### EXCERPTED PASSAGE
# # # #

The U.S. Department of Labor (DOL) is finalizing a rule allowing companies to prioritize ESG policies when choosing retirement plans. It’s the last phase of a nearly two-year effort to reverse a Trump-era rule banning the practice.
The department said it was implementing the rule to “remove barriers to plan fiduciaries’ ability to consider climate change and other environmental, social, and governance factors when they select investments and exercise shareholder rights.”
Both the chief financial heads of Texas and Florida, and Florida Gov. Ron DeSantis, have taken action against ESG, an environmental, social, governance social credit score system, from being implemented in their states.
After hearing of the DOL’s latest announcement, Texas Comptroller Glenn Hegar said President Joe Biden was “using unelected bureaucrats … to push his radical ESG agenda, undermine the Texas economy and jeopardize our national security and energy independence.
“Even as free market forces begin to erode the ESG fairy tale and expose the intellectual dishonesty and utter lack of transparency in this investment scam, President Biden is using the DOL rulemaking process to double down on policies that put his social agenda above the retirement needs of hard-working Americans.”
The rule, “Prudence and Loyalty in Selecting Plan Investments and Exercising Shareholder Rights,” follows an executive order Biden issued last May. His order directed the federal government to implement policies “to help safeguard the financial security of America’s families, businesses and workers from climate-related financial risk that may threaten the life savings and pensions of U.S. workers and families.”
The rule change “will bolster the resilience of workers’ retirement savings and pensions by removing the artificial impediments—and chilling effect on environmental, social and governance investments—caused by the prior administration’s rules,” Acting Assistant Secretary for the Employee Benefits Security Administration Ali Khawar said in a statement. “A principal idea underlying the proposal is that climate change and other ESG factors can be financially material and when they are, considering them will inevitably lead to better long-term risk-adjusted returns, protecting the retirement savings of America’s workers.”
Tuesday’s notice follows a March 2021 and October 2021 announcement and includes comments received from the public. Once published in the Federal Register, it becomes effective in 60 days.
Hegar also took issue with the announcement’s timing. He said, “Perhaps hoping no one would notice, two days before Thanksgiving, President Biden’s DOL finalized a rule that reversed rules set by the Trump administration that ensured retirement fund managers lived up to their fiduciary duties by selecting investments based solely on ‘pecuniary factors.’ That meant fund managers placed profits and returns ahead of social agendas and prioritized ensuring participants had the resources needed to support themselves during retirement.”

# # # #

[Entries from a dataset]
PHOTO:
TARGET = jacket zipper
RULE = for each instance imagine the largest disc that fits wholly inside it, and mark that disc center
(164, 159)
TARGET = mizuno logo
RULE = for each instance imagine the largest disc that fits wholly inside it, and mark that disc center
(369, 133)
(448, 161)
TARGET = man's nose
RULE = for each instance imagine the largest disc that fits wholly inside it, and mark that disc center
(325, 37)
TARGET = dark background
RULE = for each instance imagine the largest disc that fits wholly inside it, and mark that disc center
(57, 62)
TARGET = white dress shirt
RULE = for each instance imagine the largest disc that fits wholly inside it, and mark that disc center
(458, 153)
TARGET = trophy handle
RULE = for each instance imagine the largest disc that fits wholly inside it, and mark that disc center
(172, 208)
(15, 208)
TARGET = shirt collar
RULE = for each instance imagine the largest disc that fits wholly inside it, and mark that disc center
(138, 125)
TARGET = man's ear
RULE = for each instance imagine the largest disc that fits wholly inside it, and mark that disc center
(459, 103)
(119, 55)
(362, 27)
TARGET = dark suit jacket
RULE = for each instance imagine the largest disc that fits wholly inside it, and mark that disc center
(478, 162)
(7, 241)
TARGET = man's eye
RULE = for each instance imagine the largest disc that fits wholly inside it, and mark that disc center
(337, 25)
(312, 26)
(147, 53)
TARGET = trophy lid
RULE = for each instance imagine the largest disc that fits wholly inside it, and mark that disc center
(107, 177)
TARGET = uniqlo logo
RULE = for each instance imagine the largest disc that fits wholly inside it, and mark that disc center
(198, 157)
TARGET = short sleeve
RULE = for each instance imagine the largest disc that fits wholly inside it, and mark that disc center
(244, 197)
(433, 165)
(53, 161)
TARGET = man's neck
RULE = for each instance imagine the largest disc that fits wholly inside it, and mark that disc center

# # # #

### TASK TO COMPLETE
List every person whom the article above on the Labor Department's ESG rule names together with a title or office, and give that title or office as the article states it.

### REPLY
- Ron DeSantis: Florida Gov.
- Glenn Hegar: Texas Comptroller
- Joe Biden: President
- Ali Khawar: Acting Assistant Secretary for the Employee Benefits Security Administration